## Excerpted data
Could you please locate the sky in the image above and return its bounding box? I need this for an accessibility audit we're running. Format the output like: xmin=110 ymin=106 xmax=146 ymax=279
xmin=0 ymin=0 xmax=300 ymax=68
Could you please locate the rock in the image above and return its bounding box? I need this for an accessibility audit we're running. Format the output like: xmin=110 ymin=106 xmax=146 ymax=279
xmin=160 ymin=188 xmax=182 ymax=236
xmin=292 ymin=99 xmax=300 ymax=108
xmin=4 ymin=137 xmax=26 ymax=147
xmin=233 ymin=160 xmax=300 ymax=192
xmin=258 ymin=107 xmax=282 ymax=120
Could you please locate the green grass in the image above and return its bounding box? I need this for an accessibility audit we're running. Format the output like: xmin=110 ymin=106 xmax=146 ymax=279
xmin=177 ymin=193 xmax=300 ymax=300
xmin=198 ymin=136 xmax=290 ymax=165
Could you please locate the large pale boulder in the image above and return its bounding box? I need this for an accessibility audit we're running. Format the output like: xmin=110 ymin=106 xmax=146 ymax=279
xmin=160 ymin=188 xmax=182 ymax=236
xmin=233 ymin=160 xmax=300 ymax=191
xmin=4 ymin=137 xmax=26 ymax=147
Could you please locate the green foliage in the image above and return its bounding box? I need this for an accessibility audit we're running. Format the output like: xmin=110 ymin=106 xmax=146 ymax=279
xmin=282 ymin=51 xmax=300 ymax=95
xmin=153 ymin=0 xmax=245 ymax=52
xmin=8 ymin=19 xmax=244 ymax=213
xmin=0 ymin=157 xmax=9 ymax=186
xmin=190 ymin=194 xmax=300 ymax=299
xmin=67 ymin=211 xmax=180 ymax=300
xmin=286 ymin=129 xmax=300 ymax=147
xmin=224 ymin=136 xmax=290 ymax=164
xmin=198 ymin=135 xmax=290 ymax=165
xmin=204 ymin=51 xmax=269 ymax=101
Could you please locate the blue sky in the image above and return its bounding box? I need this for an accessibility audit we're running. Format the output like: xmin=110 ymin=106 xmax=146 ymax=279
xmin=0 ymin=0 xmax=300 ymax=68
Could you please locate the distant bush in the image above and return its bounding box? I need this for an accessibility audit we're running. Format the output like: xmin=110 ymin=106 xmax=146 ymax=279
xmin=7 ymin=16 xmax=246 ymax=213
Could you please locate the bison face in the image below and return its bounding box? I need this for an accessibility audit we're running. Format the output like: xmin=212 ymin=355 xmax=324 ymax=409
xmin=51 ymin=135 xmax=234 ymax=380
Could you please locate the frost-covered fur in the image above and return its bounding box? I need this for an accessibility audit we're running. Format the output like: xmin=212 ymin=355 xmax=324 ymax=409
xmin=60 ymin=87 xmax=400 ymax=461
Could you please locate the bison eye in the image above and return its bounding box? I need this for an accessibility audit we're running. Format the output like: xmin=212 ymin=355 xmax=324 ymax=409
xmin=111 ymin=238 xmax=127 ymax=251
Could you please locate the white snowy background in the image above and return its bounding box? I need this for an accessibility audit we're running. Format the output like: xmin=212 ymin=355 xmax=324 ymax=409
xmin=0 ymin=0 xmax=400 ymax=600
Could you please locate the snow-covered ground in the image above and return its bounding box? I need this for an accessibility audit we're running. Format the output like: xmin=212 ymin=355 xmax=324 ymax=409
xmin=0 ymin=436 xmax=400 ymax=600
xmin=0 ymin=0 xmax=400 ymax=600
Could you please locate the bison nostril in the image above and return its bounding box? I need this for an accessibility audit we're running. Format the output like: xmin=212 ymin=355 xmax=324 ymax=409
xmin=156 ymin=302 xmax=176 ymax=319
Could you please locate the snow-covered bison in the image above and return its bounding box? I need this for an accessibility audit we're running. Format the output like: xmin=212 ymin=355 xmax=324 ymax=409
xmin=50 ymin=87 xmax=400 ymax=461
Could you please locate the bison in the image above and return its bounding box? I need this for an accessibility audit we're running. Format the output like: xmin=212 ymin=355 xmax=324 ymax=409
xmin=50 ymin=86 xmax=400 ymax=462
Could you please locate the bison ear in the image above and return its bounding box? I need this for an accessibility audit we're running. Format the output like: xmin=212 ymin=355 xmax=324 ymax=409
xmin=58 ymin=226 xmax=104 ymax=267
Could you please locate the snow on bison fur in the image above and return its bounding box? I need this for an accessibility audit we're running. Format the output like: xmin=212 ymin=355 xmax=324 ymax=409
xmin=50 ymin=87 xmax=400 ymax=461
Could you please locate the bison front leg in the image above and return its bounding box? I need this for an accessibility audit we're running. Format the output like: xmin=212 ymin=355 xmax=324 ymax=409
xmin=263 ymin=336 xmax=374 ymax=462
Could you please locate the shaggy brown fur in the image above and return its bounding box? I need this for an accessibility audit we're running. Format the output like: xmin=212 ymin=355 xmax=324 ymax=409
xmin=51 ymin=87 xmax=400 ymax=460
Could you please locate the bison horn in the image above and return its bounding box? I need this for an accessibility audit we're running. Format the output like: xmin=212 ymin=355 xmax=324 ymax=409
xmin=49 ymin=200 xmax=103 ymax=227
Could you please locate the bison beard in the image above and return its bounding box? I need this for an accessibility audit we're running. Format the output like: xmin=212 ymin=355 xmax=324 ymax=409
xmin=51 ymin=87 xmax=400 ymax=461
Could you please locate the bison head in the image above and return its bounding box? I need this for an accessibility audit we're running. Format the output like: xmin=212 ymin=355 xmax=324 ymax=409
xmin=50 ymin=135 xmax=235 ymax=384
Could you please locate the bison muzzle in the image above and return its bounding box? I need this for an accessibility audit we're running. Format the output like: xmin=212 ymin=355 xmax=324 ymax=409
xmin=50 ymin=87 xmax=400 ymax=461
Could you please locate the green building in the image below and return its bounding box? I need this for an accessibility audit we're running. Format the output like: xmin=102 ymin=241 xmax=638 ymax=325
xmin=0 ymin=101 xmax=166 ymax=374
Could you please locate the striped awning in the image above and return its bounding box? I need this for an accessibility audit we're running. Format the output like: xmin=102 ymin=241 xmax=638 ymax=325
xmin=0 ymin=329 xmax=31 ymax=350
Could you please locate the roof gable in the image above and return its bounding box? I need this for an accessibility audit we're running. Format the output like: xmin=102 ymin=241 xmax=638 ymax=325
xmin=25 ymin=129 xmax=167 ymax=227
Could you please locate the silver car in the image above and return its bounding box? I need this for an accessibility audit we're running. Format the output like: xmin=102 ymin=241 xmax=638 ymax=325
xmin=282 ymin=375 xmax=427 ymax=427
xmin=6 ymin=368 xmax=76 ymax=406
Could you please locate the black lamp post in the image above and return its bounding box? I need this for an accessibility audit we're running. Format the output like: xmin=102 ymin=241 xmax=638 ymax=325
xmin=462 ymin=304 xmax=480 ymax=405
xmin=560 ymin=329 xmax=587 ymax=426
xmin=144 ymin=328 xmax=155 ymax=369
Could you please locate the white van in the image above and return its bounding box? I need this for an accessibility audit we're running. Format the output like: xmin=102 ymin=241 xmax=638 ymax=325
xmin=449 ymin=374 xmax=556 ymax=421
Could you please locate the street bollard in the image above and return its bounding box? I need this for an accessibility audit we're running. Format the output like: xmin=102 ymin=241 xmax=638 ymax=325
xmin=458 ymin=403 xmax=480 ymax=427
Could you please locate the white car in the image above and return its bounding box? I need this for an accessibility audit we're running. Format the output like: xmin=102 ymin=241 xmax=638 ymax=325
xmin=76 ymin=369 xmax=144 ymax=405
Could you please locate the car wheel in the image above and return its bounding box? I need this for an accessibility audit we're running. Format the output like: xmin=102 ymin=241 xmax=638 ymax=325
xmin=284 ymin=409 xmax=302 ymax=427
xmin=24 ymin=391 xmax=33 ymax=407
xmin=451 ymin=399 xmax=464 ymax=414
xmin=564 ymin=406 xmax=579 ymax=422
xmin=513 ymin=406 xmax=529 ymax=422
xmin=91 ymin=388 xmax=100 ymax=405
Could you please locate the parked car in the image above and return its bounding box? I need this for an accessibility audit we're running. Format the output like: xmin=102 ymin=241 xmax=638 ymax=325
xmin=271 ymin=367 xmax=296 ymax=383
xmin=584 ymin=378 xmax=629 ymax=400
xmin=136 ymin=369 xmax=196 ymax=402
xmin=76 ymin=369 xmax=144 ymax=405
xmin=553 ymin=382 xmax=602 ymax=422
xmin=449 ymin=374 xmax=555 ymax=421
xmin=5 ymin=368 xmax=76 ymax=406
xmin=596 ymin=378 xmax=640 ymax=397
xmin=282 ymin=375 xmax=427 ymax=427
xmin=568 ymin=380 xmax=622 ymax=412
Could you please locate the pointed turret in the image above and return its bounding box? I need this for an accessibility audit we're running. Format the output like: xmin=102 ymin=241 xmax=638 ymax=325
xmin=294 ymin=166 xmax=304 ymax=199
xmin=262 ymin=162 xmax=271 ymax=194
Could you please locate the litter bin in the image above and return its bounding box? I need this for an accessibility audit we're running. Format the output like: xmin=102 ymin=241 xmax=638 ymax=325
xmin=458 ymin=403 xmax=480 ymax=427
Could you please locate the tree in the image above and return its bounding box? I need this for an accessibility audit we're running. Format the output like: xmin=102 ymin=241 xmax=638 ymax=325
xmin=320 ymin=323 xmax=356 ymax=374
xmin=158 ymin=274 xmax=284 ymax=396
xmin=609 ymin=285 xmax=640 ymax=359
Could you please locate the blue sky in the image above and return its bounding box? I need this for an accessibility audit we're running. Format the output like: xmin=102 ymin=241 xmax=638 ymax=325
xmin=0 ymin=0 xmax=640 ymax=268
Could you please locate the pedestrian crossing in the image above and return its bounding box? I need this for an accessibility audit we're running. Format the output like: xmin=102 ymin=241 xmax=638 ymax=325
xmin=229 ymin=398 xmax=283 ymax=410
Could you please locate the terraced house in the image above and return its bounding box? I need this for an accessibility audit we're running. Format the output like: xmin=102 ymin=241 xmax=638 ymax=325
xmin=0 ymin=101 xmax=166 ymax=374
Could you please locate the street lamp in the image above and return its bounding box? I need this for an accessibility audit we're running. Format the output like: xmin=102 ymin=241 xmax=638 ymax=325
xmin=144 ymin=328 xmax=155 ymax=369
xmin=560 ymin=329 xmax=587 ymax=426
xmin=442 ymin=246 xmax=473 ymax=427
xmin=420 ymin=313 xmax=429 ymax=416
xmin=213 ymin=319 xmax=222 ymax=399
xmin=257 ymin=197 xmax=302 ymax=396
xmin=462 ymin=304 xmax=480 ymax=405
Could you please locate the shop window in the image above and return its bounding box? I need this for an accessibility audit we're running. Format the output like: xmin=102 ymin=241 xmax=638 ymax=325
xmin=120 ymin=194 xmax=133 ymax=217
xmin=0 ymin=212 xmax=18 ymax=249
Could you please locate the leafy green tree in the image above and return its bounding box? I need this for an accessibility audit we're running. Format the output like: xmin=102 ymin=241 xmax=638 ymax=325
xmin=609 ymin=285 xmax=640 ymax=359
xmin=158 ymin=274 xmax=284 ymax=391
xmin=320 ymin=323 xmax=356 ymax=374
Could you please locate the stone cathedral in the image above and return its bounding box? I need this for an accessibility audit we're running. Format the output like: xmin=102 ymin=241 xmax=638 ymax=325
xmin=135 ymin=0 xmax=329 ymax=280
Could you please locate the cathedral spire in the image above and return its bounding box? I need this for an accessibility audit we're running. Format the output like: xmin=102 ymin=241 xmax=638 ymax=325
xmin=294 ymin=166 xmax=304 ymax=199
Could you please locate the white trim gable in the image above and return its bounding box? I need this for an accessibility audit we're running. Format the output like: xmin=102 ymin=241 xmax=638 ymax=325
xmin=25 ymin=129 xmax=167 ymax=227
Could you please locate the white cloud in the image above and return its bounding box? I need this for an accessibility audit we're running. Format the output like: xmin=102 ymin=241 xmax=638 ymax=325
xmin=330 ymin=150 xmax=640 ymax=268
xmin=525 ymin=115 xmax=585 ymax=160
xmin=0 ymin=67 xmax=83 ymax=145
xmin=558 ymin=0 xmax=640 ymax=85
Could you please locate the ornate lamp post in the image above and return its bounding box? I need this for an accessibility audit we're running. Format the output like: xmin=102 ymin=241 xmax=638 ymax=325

## What you have to do
Convert the material from the line containing "Could you please locate the bison horn" through the line containing "xmin=51 ymin=87 xmax=400 ymax=461" into a JSON list of strings, one string per line and no blank lines.

## Answer
[
  "Could you please locate the bison horn in the image above and return its bounding box? I need this for an accessibility audit we're running. Format the output like: xmin=212 ymin=355 xmax=324 ymax=409",
  "xmin=49 ymin=200 xmax=103 ymax=227",
  "Could you please locate the bison beard in the image above and return its bounding box? I need this for an accessibility audit we're running. Format the output like: xmin=212 ymin=355 xmax=324 ymax=409",
  "xmin=51 ymin=87 xmax=400 ymax=461"
]